---------- Available records
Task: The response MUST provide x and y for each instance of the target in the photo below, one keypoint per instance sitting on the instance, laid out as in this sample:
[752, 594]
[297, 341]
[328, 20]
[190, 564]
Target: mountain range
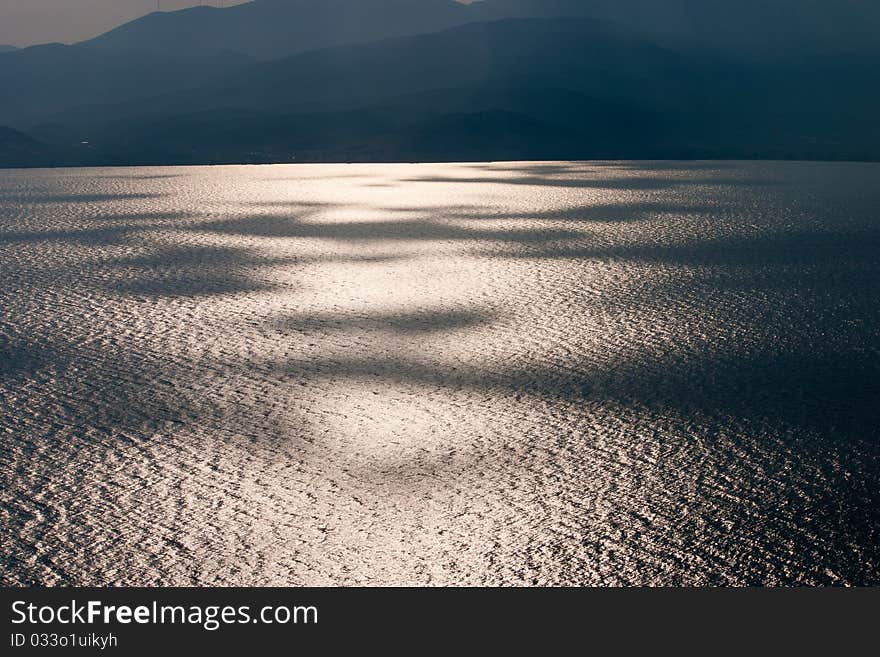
[385, 80]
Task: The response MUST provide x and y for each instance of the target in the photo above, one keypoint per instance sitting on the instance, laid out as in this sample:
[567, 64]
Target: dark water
[552, 373]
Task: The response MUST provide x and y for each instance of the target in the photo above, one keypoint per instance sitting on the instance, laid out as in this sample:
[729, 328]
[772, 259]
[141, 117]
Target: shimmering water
[444, 374]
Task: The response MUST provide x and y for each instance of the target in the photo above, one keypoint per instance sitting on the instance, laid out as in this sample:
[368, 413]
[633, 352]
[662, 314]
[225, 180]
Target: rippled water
[442, 374]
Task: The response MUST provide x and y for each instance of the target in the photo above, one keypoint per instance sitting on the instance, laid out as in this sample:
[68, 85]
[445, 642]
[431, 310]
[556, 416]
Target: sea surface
[487, 374]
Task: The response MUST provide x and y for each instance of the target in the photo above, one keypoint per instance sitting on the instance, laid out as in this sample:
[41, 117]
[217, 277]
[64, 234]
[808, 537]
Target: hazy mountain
[41, 81]
[269, 29]
[20, 150]
[525, 88]
[762, 28]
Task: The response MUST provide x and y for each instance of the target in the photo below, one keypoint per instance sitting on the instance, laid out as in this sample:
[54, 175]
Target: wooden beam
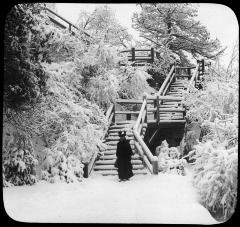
[126, 112]
[165, 81]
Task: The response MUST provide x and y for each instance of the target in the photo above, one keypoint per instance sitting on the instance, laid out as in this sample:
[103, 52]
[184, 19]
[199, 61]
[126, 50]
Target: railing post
[152, 54]
[114, 113]
[203, 67]
[158, 117]
[189, 72]
[133, 54]
[155, 165]
[145, 98]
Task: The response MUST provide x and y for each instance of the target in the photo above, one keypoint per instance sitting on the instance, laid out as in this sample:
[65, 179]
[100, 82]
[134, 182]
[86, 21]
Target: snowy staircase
[105, 165]
[176, 89]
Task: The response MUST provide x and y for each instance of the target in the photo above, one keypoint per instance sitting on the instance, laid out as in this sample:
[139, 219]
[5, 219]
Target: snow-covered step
[111, 162]
[121, 126]
[105, 157]
[114, 147]
[130, 122]
[116, 138]
[111, 167]
[114, 172]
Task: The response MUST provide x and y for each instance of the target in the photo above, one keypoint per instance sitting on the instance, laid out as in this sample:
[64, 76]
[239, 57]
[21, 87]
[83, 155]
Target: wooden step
[107, 157]
[116, 138]
[125, 122]
[121, 127]
[111, 162]
[128, 133]
[109, 167]
[171, 121]
[114, 147]
[114, 172]
[111, 143]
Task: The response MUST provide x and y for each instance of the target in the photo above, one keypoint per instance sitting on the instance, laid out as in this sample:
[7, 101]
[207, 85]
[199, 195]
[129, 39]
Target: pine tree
[174, 26]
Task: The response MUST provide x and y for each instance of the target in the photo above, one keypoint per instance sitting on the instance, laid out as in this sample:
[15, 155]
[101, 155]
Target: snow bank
[144, 199]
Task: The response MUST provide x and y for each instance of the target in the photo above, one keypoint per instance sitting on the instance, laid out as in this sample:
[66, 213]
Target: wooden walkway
[165, 107]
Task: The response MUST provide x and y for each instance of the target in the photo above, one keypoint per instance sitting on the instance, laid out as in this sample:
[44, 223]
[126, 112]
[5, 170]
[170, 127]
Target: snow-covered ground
[144, 199]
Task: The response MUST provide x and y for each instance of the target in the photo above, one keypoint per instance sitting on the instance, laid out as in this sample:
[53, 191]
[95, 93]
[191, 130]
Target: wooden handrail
[149, 159]
[89, 166]
[193, 78]
[65, 20]
[162, 88]
[164, 97]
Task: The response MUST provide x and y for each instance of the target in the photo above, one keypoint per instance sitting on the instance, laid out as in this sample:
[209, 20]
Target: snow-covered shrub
[56, 167]
[133, 82]
[169, 161]
[18, 160]
[73, 127]
[215, 176]
[103, 89]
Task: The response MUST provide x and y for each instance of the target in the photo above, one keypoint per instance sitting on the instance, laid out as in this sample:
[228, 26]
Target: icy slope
[144, 199]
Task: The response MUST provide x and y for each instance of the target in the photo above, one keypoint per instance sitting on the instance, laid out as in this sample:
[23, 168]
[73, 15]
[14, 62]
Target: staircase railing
[170, 77]
[193, 79]
[70, 25]
[150, 57]
[89, 166]
[149, 159]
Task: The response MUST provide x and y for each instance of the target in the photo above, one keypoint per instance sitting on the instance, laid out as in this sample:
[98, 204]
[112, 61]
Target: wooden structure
[64, 23]
[141, 56]
[163, 108]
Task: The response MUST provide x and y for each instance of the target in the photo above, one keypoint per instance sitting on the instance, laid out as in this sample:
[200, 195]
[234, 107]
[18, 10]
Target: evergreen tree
[174, 26]
[102, 24]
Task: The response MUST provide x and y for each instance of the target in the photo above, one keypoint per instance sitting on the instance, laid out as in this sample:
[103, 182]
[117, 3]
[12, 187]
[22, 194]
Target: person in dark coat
[124, 153]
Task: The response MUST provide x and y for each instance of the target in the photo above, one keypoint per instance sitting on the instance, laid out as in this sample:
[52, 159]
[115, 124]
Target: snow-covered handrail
[193, 78]
[89, 166]
[166, 82]
[149, 159]
[70, 25]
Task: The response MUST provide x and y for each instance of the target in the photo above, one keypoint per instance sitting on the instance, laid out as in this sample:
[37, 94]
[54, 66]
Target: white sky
[220, 20]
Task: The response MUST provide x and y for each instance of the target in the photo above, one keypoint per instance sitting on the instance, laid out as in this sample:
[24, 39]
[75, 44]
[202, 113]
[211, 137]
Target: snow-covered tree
[19, 162]
[174, 26]
[103, 25]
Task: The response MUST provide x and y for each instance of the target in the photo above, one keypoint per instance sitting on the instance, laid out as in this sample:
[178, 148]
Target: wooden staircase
[105, 165]
[165, 107]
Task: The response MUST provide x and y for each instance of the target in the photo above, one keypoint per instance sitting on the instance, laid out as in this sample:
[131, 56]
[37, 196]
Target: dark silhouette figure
[124, 153]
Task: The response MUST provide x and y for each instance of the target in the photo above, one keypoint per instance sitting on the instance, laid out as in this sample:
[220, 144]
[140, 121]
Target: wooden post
[145, 98]
[203, 66]
[152, 54]
[158, 115]
[155, 105]
[133, 54]
[114, 113]
[189, 73]
[155, 165]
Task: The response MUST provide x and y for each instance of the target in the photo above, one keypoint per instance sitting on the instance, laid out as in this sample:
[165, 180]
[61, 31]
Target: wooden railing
[149, 56]
[194, 78]
[89, 166]
[149, 159]
[70, 26]
[170, 77]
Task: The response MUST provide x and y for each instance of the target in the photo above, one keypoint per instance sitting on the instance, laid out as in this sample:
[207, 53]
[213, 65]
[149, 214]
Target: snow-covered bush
[133, 82]
[58, 167]
[215, 109]
[19, 162]
[215, 176]
[169, 159]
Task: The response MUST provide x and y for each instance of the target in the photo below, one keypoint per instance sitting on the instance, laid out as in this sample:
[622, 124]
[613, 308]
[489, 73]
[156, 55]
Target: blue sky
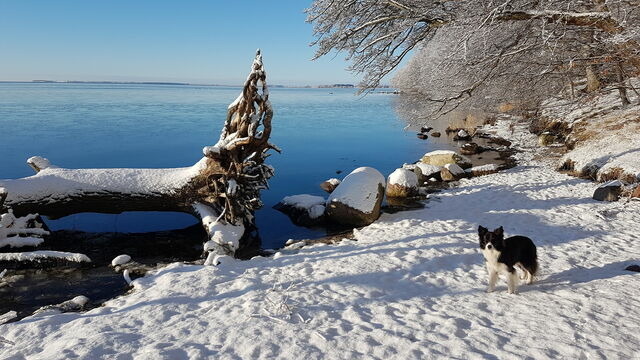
[185, 41]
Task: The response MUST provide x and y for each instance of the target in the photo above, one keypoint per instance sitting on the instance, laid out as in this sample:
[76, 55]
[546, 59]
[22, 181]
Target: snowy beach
[412, 286]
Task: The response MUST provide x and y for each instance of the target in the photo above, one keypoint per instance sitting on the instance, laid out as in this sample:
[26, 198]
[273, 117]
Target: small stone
[470, 149]
[452, 172]
[608, 191]
[330, 185]
[546, 139]
[634, 267]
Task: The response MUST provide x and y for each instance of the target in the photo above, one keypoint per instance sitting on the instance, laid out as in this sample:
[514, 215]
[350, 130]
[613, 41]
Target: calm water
[321, 131]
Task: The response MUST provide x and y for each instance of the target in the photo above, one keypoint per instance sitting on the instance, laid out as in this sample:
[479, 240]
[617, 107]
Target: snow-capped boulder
[452, 172]
[462, 135]
[402, 183]
[304, 210]
[483, 170]
[426, 171]
[443, 157]
[357, 200]
[330, 185]
[609, 191]
[471, 149]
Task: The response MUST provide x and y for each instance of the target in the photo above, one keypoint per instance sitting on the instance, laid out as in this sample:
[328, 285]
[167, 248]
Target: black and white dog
[503, 255]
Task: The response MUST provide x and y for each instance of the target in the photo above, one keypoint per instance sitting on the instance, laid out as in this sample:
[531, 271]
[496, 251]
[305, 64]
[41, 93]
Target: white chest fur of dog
[495, 268]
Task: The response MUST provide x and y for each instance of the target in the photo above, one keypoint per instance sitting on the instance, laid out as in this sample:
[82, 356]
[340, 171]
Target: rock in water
[402, 183]
[471, 149]
[462, 135]
[330, 185]
[426, 171]
[452, 172]
[304, 210]
[483, 170]
[357, 200]
[120, 260]
[443, 157]
[634, 267]
[608, 191]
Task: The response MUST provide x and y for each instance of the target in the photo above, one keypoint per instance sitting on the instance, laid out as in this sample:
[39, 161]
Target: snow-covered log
[227, 180]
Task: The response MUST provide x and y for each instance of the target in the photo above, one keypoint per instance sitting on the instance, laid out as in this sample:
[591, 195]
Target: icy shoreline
[411, 286]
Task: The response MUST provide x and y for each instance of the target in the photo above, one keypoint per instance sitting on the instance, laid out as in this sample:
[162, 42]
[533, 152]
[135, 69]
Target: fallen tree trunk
[57, 192]
[223, 188]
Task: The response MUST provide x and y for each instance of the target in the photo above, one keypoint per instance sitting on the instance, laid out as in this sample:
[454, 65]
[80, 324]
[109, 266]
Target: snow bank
[44, 254]
[313, 205]
[359, 189]
[403, 177]
[16, 241]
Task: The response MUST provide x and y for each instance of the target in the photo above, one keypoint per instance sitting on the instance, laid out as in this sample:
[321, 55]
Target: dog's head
[491, 239]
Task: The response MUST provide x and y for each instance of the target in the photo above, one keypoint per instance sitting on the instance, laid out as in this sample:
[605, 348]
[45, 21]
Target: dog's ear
[482, 230]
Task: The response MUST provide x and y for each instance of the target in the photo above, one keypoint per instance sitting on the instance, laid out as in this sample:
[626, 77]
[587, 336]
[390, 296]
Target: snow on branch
[20, 231]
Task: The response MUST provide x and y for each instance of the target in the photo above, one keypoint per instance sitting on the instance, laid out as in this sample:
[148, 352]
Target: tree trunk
[622, 88]
[593, 80]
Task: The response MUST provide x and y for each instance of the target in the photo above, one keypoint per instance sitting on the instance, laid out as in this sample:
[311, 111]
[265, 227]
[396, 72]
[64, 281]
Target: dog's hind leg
[493, 278]
[512, 282]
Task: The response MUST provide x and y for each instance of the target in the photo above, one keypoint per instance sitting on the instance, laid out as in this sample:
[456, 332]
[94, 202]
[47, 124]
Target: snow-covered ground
[411, 287]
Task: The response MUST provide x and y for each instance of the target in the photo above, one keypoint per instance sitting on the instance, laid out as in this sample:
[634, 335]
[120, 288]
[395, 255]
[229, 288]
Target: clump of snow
[487, 167]
[359, 189]
[454, 169]
[76, 304]
[44, 254]
[120, 260]
[403, 177]
[224, 238]
[428, 169]
[313, 205]
[20, 231]
[39, 163]
[8, 316]
[334, 181]
[441, 152]
[612, 183]
[17, 241]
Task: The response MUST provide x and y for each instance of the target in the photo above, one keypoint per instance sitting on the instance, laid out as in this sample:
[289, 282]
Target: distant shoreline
[330, 86]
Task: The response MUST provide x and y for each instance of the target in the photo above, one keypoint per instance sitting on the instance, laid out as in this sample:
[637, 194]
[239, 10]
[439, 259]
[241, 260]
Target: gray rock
[610, 191]
[358, 198]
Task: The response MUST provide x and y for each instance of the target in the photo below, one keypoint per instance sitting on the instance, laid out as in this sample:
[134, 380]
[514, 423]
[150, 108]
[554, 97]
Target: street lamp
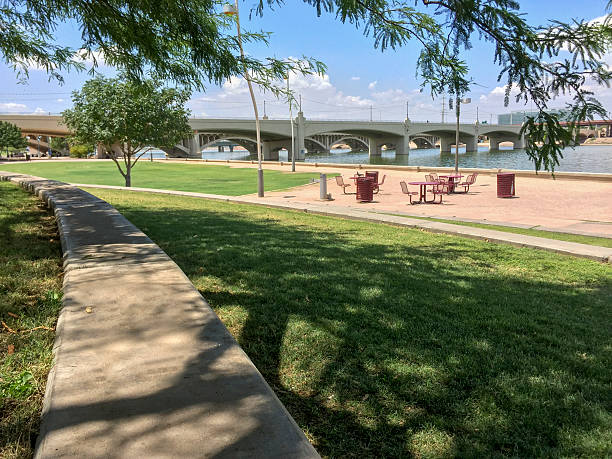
[232, 10]
[458, 102]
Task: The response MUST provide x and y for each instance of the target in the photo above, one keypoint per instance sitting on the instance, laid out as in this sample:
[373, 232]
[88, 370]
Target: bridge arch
[207, 139]
[422, 141]
[351, 141]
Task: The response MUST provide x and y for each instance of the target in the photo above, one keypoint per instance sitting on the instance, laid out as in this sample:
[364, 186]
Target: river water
[594, 158]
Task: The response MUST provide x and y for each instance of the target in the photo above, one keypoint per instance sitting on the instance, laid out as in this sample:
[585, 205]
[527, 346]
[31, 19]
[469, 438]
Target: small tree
[59, 144]
[10, 137]
[80, 150]
[126, 117]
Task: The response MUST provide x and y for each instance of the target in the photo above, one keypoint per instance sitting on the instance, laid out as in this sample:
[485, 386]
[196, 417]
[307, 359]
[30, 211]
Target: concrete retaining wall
[143, 366]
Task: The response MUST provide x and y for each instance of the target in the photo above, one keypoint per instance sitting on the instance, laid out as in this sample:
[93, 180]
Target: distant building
[518, 117]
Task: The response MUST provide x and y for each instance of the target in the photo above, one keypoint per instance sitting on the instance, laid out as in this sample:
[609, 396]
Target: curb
[142, 365]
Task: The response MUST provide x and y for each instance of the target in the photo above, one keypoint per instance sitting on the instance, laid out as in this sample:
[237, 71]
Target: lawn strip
[590, 240]
[386, 341]
[199, 178]
[30, 299]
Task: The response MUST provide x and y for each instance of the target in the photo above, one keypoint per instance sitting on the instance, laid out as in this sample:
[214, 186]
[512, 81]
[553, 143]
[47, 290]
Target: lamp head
[229, 9]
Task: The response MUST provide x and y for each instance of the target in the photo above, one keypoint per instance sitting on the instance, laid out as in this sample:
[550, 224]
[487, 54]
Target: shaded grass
[384, 341]
[590, 240]
[200, 178]
[30, 296]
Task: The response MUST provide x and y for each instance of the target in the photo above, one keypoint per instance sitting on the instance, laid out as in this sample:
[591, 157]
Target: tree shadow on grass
[422, 344]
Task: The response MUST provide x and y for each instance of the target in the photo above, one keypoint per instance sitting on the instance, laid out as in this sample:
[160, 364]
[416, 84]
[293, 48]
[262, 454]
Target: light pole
[231, 10]
[458, 103]
[291, 119]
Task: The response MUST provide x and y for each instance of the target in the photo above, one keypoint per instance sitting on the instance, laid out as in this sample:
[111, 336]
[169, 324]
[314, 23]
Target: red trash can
[505, 185]
[365, 189]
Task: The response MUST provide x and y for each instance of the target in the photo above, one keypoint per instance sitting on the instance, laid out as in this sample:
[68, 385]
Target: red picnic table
[453, 179]
[365, 188]
[423, 190]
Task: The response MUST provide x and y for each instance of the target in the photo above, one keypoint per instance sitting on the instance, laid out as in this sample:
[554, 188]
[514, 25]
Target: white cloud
[12, 107]
[90, 57]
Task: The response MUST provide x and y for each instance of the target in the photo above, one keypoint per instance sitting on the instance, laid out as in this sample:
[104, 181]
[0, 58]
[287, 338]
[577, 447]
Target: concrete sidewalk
[143, 366]
[603, 254]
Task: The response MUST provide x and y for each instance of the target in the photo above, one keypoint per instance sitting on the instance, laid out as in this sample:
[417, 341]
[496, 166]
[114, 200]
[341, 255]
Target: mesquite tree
[10, 137]
[126, 117]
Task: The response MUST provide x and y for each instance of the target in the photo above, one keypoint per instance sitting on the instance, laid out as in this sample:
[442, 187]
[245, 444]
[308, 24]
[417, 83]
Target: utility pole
[443, 106]
[457, 111]
[291, 119]
[232, 10]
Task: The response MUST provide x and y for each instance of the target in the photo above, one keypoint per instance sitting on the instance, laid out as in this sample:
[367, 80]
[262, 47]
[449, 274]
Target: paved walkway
[568, 248]
[143, 366]
[570, 205]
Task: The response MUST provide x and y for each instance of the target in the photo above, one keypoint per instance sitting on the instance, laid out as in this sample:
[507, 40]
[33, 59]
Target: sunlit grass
[200, 178]
[390, 342]
[30, 297]
[590, 240]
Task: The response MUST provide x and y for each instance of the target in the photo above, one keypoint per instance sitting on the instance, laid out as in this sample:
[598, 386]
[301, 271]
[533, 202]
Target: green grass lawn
[590, 240]
[391, 342]
[30, 297]
[201, 178]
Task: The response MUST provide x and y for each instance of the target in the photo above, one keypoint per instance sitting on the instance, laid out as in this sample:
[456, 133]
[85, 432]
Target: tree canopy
[126, 117]
[188, 42]
[10, 136]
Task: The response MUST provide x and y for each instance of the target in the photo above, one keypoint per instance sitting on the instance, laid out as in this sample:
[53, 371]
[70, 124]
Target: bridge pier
[402, 146]
[299, 136]
[471, 144]
[373, 147]
[445, 143]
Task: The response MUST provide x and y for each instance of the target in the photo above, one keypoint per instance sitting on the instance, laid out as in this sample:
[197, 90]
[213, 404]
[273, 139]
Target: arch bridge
[309, 135]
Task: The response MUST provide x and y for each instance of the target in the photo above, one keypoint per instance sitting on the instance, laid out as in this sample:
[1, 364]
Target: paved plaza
[574, 205]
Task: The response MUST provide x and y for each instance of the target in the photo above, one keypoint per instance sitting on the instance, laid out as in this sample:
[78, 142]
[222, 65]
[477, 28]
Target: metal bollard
[323, 187]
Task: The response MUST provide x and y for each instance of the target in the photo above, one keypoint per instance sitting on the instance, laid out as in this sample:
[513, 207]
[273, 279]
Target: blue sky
[358, 76]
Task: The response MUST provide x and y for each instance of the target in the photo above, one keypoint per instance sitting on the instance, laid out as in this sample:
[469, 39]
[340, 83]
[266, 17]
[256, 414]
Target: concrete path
[603, 254]
[143, 366]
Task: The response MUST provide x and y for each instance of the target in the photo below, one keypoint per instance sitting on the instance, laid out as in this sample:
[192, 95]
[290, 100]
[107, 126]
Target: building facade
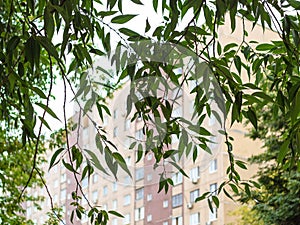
[137, 198]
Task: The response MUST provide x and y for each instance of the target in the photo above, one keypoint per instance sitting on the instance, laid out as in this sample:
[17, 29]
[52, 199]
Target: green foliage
[49, 39]
[277, 201]
[15, 169]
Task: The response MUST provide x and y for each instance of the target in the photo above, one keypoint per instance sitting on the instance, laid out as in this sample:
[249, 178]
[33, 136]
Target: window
[115, 204]
[174, 138]
[194, 194]
[191, 106]
[84, 200]
[149, 197]
[56, 183]
[149, 218]
[127, 199]
[139, 134]
[195, 173]
[149, 177]
[195, 219]
[115, 186]
[105, 206]
[139, 174]
[128, 161]
[114, 221]
[105, 121]
[28, 211]
[165, 203]
[177, 112]
[55, 199]
[177, 178]
[127, 124]
[115, 114]
[213, 188]
[213, 215]
[63, 177]
[149, 156]
[63, 194]
[139, 214]
[115, 132]
[126, 219]
[139, 194]
[212, 120]
[85, 182]
[213, 166]
[105, 190]
[177, 220]
[176, 200]
[127, 180]
[95, 196]
[95, 178]
[177, 92]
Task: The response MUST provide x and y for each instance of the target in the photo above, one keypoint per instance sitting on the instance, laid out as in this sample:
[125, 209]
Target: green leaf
[49, 22]
[234, 188]
[283, 150]
[147, 28]
[119, 158]
[264, 47]
[107, 13]
[241, 164]
[263, 96]
[39, 92]
[48, 110]
[97, 52]
[99, 143]
[155, 5]
[139, 152]
[238, 63]
[137, 2]
[216, 200]
[122, 18]
[12, 43]
[252, 117]
[56, 153]
[32, 51]
[95, 161]
[47, 44]
[128, 32]
[44, 122]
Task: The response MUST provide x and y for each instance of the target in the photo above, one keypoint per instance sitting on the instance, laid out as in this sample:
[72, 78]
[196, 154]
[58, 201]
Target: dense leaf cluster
[45, 39]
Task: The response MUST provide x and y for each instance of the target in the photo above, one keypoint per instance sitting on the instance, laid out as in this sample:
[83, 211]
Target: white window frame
[213, 166]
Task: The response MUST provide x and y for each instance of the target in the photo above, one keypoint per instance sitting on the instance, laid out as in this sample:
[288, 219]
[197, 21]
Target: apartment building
[137, 198]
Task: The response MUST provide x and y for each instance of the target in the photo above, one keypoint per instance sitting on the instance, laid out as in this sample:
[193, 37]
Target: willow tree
[42, 41]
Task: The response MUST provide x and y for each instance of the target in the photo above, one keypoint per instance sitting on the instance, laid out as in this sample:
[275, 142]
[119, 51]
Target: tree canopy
[42, 41]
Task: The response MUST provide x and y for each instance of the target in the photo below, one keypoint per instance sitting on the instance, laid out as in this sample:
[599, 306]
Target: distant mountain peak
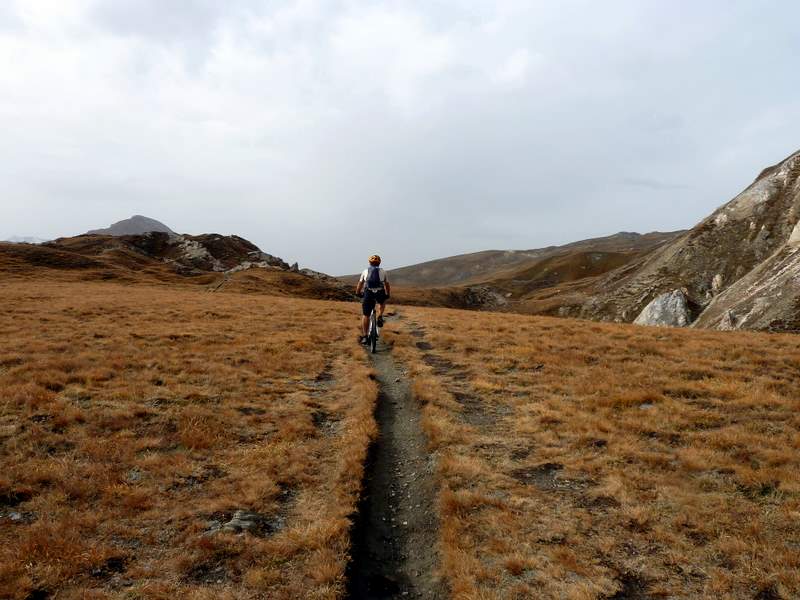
--------------------
◆ **Request**
Report every line of the listing above that contains the string "dark", copying each line in full. Case counts.

◆ **Solution for this task**
Target: dark water
Target: person in dark coat
Target: dark silhouette figure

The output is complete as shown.